DATASET RECORDS Start Marker

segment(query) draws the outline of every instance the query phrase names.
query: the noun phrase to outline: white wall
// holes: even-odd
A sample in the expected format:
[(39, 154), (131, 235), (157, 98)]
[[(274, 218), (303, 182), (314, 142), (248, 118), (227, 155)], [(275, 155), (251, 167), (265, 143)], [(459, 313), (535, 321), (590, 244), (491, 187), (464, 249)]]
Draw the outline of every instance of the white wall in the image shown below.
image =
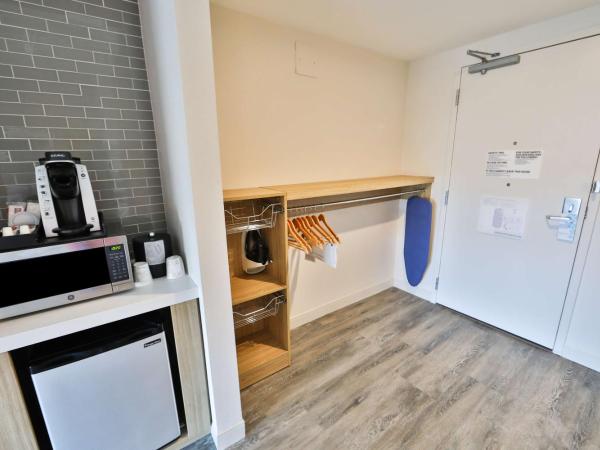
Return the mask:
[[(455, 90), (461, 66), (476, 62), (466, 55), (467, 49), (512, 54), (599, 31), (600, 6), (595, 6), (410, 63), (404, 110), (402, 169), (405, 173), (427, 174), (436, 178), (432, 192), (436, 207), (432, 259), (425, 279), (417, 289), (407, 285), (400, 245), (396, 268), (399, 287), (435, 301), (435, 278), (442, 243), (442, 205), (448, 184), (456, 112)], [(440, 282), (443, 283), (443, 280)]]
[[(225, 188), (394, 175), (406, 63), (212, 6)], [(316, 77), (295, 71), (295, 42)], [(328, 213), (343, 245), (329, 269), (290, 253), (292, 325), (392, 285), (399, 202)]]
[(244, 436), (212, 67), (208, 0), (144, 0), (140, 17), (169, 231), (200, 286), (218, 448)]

DATASET RECORDS End Marker
DATASET RECORDS Start Marker

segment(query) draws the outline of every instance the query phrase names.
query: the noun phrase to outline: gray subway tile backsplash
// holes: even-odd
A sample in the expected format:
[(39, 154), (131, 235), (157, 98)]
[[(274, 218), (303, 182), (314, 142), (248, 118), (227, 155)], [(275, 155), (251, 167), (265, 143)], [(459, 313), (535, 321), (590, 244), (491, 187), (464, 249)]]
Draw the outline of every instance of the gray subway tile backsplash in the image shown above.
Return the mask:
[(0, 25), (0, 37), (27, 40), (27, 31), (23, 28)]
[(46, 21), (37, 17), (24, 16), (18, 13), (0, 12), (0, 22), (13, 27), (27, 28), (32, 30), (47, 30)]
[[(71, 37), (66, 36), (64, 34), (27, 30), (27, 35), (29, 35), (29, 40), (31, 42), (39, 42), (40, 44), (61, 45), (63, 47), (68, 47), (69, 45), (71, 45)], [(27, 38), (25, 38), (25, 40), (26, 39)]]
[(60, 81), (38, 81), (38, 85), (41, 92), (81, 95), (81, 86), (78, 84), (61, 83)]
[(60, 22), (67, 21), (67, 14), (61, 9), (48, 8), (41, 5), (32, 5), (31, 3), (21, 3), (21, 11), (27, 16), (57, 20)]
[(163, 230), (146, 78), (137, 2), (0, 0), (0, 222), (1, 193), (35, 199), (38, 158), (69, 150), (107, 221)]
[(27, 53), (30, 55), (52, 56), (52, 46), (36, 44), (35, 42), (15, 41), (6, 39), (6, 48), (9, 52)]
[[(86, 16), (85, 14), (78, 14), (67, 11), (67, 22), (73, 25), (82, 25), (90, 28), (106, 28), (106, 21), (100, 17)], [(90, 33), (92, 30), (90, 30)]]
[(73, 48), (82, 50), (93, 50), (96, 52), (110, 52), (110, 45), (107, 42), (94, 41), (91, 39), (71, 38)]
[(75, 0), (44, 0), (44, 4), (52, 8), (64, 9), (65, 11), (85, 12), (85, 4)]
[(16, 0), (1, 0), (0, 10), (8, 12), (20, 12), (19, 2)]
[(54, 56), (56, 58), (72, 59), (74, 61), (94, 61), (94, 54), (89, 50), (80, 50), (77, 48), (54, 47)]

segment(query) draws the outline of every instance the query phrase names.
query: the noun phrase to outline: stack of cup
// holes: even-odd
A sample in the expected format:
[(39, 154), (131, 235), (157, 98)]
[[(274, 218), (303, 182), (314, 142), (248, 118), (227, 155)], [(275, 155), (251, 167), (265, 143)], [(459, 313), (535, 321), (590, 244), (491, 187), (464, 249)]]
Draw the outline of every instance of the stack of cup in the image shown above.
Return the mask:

DATASET RECORDS End Marker
DATASET RECORDS Start Marker

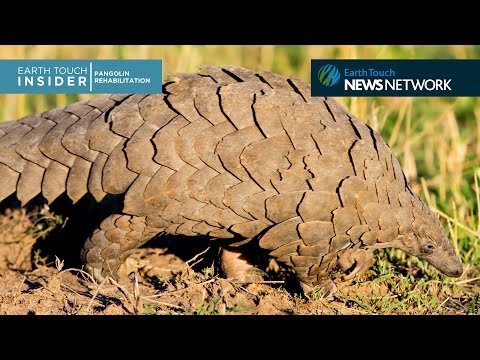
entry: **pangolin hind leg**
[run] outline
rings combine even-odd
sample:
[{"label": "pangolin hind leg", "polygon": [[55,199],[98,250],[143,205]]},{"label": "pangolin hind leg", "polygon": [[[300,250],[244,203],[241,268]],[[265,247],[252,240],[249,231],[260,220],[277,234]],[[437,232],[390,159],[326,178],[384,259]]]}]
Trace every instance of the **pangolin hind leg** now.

DATASET RECORDS End Marker

(ASSIGNED TASK) The lines above from the one containing "rings combine even-odd" through the one containing "Trace every instance" are to be set down exactly, and no others.

(REPLY TO THE TASK)
rings combine even-odd
sample:
[{"label": "pangolin hind leg", "polygon": [[55,199],[98,250],[143,205]]},{"label": "pangolin hind leg", "polygon": [[[300,250],[244,203],[241,268]],[[265,247],[252,240],[249,231],[260,220],[277,234]],[[437,232],[390,159],[326,178],[384,259]]]}]
Trace every instance of the **pangolin hind leg** now.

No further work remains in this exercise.